**SOURCE RECORDS:**
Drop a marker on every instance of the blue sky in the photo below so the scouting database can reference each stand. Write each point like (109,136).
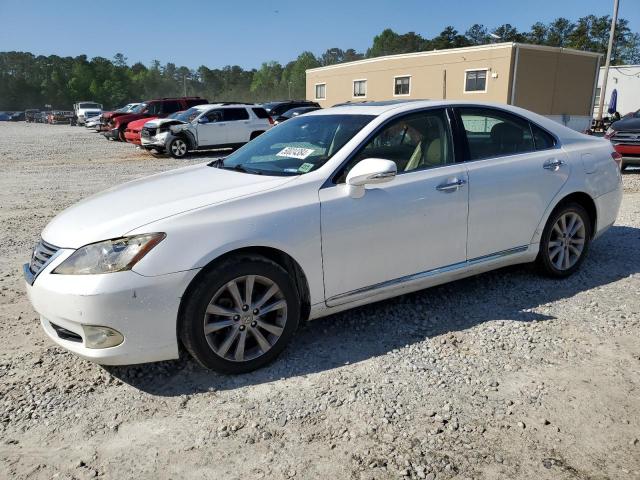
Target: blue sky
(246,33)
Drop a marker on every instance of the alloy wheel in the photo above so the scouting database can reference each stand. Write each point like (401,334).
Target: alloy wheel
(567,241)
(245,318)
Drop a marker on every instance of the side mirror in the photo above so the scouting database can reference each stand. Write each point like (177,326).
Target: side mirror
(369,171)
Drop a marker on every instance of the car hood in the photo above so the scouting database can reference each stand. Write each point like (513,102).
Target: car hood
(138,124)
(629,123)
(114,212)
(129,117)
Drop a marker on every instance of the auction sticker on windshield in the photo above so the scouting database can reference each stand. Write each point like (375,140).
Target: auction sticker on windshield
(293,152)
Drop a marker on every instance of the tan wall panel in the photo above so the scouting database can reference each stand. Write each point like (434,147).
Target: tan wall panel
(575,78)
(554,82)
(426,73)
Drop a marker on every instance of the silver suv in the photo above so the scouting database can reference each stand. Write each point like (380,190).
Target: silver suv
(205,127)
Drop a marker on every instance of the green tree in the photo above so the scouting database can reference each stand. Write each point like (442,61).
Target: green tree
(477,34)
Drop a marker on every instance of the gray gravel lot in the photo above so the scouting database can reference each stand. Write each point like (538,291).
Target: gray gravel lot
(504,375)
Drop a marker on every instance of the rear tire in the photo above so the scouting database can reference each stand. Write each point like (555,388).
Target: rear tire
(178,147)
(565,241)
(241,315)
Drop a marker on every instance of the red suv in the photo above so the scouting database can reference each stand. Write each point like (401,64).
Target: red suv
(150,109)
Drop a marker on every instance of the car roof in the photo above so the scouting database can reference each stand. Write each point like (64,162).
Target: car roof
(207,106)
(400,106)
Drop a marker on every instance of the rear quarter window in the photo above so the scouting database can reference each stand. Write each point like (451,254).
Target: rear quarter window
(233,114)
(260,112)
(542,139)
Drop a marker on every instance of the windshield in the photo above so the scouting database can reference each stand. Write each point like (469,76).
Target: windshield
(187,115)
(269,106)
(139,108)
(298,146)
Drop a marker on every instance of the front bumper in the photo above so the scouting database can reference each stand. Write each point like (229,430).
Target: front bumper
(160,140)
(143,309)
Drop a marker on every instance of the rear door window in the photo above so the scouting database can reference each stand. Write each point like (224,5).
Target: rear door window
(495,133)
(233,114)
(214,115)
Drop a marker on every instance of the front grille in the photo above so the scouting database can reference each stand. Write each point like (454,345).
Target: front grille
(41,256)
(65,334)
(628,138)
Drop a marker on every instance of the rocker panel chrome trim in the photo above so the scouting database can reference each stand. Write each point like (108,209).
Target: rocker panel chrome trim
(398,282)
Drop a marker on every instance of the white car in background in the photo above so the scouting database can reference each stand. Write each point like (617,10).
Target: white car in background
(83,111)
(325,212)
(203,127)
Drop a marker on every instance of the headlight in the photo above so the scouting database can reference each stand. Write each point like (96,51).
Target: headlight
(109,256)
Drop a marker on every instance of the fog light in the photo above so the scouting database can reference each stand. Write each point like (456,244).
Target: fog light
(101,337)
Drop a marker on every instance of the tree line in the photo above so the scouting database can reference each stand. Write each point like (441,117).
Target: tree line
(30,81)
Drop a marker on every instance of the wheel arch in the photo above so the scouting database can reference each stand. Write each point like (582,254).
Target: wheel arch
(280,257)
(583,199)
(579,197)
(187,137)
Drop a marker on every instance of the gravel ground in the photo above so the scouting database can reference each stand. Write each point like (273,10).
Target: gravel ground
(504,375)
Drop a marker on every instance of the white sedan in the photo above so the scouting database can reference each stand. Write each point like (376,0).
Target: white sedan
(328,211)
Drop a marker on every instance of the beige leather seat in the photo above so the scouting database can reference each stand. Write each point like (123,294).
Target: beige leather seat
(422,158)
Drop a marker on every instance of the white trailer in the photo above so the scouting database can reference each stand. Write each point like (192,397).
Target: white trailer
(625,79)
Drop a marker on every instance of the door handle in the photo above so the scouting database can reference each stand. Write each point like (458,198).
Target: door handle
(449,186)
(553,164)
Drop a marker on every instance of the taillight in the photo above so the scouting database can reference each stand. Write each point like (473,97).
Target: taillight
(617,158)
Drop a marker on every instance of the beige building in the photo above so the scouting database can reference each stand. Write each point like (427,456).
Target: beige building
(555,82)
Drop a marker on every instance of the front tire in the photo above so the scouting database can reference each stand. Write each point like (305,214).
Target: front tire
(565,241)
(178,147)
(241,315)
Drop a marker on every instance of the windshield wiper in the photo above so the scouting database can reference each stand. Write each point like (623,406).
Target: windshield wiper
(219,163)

**WHAT IS BEING ASKED:** Output the entries above exactly. Drop the pictures.

**TASK RESULT:**
Drop a marker on every instance of the blue sky in the photo below so the scouting database can reference each stand. Write each point like (109,136).
Target: blue sky
(246,33)
Drop a marker on every instance of the alloy wheel in the photo above so the scouting database can reference each stand. Write each point like (401,334).
Target: alloy wheel
(567,241)
(245,318)
Drop a marker on every instance of the side mirror in the photo above so the scouting database can reference each stand. Write each point like (177,326).
Target: side mirror
(369,171)
Drop a marker on every instance of the car hood in the photo above so the scouting database can reference each stand. Write each point like (513,102).
Target: car hood
(138,124)
(629,123)
(114,212)
(129,117)
Drop a marker on every instance of the auction sticker on windshield in the photo above so the scouting database can reference each stand. Write each point like (375,140).
Target: auction sticker on windshield
(293,152)
Drop a marker on every instance of the tan wall panel in the photo above so the scouting database can reference each stand. Write each point like (434,147).
Target: tan wall panel
(575,78)
(554,82)
(426,73)
Drop a marker on every instance of the silver suv in the photo above so the scouting database can reference each stand. Write each point like (380,190).
Target: silver suv
(205,127)
Drop a marker on every instance of the green tree in the photo above so the scouting database can reference each stand. Write each point like (442,61).
Target: green tree
(477,34)
Drop a marker on every instance of the gray gravel lot in the photo above so the scouting database can reference each stand. Write each point like (538,291).
Target: gray gravel lot
(504,375)
Drop a marker on every instance of the rear tire in the photo above so the scouting database can reference each stand. Write each point like (555,388).
Target: rear tire
(178,147)
(565,241)
(241,315)
Drop a marker on every instance of the red suv in the photo above so the scouting database can reference each stand. Write each point like (401,64).
Target: red suv
(150,109)
Drop a marker on every instance of the car roof in the photo above so the scouting database can reference each stand. Write each point like (64,162).
Target: car roof
(207,106)
(400,106)
Drop a marker on every instance of the rear quarter window in the photo above so the scouting database can reference each stand. Write each point like (451,254).
Target: rear quarter window
(233,114)
(260,112)
(542,139)
Drop a marker on every instance of the windshield in the photo above so the scouting database can reference each stand. Write each point like (469,76).
Target: windshield
(187,115)
(269,106)
(139,108)
(298,146)
Drop a marker on every instance of the front bumper in the photo above so the scouting database can reference each stand. Write each point like (229,430).
Target: front bumper
(160,140)
(143,309)
Drop a marker on every instance of the rear door window in the photo above so the scouting database can reference each stand. Write each point like (224,5).
Target: rear door window
(495,133)
(233,114)
(214,115)
Drop a marker on every instance of the front grille in the photo above so the scouting database can reference each stand. Write each point like (454,345).
Target: front grille
(41,256)
(65,334)
(628,138)
Drop a marker on every instance of the rocker panel chrome trim in the photo above so the scouting database can reference each stand. Write each point like (108,209).
Target: rocker panel chrome trim
(398,282)
Drop a marker on every instance of the white car in background in the photo above so the scouting database can reference each stand. Write each point like (617,10).
Target: white car in background
(83,111)
(325,212)
(203,127)
Drop a marker on every instance of the headlight in the photo above so the scouting database can reference each stand. Write each point like (96,51).
Target: headlight
(109,256)
Drop a marker on every instance of the fog light in the photo above so the scouting database can reference each stand. Write each point like (456,244).
Target: fog light
(101,337)
Drop a marker on every instance of the tree line in the photo above so the scouting database can reference each stand. Write each point like (441,117).
Target: tree line
(30,81)
Drop a marker on every instance of the wheel arch in the photo above so the scouting database can reference each stand. Write each point like (582,254).
Target: wheel arch
(280,257)
(583,199)
(579,197)
(187,137)
Drop a marker on every instance of the gravel ground in the photo above so the scouting database can reference each stand. Write each point like (273,10).
Target: gravel ground
(504,375)
Drop a marker on every instance of the white sedan in the photo above so the scouting database can reference each stand. Write each point like (376,0).
Target: white sedan
(328,211)
Drop a marker on every instance of the beige leather seat in the photo above so the scouting database can reference each stand. Write each point like (123,294).
Target: beige leather seat
(422,158)
Drop a marker on every instance of the white trailer in the photo above so the scouting database can reference each stand. Write each point like (192,397).
Target: white trailer
(625,79)
Drop a marker on every instance of the door handle in the photo above so the scouting database can reference each stand. Write each point like (458,198).
Target: door handle
(449,186)
(553,164)
Drop a marker on every instance of the taillight in the photo above so the scouting database can reference each stand. Write each point like (473,97).
Target: taillight
(617,158)
Drop a marker on every instance of the beige building in the photo above so the scouting database can reference each stand. Write each point like (427,456).
Target: beige building
(555,82)
Drop a marker on every instance of the front tire in the photo above so the scouting database can reference each stand. Write each point like (305,214).
Target: front tire
(565,241)
(178,147)
(241,315)
Drop a marker on every instance of the windshield wiper in the photo above so the scouting database can reference each stand. Write each point like (623,406).
Target: windshield wiper
(219,163)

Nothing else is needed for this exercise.